#### DATA FOR REVIEW

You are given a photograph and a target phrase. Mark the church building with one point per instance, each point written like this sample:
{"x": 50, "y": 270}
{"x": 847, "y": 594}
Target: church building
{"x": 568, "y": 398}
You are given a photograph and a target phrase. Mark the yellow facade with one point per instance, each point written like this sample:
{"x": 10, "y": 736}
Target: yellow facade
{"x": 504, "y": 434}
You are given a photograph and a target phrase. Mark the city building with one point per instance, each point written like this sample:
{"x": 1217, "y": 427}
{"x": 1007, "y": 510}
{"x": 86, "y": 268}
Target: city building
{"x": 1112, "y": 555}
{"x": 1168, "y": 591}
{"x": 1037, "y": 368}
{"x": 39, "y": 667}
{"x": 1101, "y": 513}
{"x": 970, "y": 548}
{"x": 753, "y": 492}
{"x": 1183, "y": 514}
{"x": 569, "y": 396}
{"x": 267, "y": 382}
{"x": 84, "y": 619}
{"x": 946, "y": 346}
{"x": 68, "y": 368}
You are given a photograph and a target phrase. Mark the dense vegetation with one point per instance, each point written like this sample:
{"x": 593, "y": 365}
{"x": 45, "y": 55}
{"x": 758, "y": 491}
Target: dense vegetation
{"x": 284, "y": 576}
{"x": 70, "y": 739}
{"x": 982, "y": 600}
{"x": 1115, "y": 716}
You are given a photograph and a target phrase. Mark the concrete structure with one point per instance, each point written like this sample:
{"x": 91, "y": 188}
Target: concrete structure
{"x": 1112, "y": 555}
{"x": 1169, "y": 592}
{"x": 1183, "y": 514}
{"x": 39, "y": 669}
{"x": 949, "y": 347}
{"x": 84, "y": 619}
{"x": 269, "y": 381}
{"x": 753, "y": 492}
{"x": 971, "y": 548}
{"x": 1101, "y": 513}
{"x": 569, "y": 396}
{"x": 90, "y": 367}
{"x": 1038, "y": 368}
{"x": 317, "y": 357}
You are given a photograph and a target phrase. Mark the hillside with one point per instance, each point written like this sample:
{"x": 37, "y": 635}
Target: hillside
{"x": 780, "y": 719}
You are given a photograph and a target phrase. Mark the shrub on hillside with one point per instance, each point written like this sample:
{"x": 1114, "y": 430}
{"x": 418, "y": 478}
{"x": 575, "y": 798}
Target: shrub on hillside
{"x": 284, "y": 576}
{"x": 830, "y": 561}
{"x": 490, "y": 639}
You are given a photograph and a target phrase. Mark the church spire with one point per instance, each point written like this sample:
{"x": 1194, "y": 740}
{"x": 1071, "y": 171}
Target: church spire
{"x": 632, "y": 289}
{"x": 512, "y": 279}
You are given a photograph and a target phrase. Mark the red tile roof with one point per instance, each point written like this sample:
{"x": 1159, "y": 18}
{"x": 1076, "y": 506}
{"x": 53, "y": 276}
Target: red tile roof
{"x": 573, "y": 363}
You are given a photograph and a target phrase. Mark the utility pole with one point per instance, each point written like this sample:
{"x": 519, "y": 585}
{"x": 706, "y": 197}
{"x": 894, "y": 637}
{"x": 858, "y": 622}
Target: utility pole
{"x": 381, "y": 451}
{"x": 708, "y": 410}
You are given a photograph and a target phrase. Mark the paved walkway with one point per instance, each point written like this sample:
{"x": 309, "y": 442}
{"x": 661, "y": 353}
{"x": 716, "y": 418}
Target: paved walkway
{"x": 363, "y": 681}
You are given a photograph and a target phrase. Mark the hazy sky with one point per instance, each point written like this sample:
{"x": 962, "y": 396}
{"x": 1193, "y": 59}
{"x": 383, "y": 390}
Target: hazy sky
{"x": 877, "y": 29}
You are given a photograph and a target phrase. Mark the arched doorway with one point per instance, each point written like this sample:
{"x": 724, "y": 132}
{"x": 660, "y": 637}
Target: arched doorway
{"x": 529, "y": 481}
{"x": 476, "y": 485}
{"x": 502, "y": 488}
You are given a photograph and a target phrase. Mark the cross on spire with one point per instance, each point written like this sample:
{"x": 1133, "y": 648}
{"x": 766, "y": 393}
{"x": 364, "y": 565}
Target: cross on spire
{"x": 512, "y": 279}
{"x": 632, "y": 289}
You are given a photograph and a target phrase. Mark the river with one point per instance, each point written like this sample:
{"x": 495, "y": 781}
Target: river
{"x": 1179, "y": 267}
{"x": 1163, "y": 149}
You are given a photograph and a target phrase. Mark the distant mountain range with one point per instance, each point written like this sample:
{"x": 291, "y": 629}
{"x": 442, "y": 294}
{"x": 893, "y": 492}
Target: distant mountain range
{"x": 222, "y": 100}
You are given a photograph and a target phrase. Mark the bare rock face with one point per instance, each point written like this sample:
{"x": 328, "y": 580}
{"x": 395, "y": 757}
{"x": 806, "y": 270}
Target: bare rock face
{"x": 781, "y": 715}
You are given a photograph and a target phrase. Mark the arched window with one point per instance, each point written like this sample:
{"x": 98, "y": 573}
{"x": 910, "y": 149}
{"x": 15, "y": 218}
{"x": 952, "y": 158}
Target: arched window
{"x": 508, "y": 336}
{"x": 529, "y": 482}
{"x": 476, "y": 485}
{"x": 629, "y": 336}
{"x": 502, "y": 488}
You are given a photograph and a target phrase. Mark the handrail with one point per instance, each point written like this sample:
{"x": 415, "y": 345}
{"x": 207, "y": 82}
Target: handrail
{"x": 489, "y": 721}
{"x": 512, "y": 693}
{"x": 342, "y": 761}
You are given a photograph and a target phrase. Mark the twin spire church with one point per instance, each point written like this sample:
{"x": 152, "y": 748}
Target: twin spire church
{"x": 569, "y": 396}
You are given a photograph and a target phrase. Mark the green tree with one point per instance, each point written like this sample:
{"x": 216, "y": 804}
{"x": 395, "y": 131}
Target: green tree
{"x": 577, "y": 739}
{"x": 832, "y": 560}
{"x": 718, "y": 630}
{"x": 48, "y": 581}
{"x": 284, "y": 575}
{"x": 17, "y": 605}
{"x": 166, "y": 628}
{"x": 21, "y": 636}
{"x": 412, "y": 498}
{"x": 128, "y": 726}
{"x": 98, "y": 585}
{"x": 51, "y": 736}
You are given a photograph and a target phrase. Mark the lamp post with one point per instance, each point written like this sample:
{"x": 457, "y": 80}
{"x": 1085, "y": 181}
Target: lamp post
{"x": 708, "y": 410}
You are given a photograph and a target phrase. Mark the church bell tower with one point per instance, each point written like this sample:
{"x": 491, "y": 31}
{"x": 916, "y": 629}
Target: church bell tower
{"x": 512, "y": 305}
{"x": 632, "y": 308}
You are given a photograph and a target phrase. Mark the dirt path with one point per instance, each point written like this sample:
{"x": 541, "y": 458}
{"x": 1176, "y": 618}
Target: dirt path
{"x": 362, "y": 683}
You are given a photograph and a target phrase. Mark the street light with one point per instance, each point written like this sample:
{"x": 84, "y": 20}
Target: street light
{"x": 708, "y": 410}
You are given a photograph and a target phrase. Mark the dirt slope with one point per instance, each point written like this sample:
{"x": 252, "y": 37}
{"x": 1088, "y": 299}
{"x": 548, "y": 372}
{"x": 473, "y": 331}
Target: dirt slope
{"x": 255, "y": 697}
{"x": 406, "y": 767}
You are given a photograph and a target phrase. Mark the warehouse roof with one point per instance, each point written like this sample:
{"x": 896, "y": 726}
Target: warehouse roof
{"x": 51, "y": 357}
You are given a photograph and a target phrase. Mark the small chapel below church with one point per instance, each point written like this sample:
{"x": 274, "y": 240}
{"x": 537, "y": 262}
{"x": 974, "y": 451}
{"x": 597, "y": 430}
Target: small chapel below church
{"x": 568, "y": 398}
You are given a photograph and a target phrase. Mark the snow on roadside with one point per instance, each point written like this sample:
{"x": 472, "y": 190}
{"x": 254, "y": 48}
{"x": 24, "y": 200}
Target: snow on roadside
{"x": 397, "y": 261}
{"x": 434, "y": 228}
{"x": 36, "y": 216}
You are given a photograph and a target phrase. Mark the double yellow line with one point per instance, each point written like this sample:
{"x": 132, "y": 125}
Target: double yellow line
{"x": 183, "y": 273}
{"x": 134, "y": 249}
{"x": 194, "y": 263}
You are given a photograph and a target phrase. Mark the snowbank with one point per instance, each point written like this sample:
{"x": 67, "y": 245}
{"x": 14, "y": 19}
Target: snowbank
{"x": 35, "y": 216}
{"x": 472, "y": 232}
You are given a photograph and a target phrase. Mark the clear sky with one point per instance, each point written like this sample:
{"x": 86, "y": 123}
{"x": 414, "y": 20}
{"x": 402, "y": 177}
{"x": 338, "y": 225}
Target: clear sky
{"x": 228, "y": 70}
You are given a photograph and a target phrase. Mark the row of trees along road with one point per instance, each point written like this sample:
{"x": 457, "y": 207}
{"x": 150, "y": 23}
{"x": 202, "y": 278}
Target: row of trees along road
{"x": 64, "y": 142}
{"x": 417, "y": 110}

#### WHAT YOU ARE ASKED TO DO
What must be returned is the line with "Mark the clear" plus every line after it to the end of the entries, exactly as they appear.

#### RESULT OF THE TASK
You are given a photograph and a target phrase. Mark the clear sky with one point per instance, each point written like this sample:
{"x": 86, "y": 123}
{"x": 414, "y": 20}
{"x": 402, "y": 177}
{"x": 338, "y": 225}
Target: clear sky
{"x": 228, "y": 70}
You are given a photograph and a target phrase. Mark the row of trees along road with one point per instance, each point written like this sample:
{"x": 457, "y": 207}
{"x": 150, "y": 23}
{"x": 202, "y": 278}
Target: row of trees along road
{"x": 64, "y": 142}
{"x": 417, "y": 110}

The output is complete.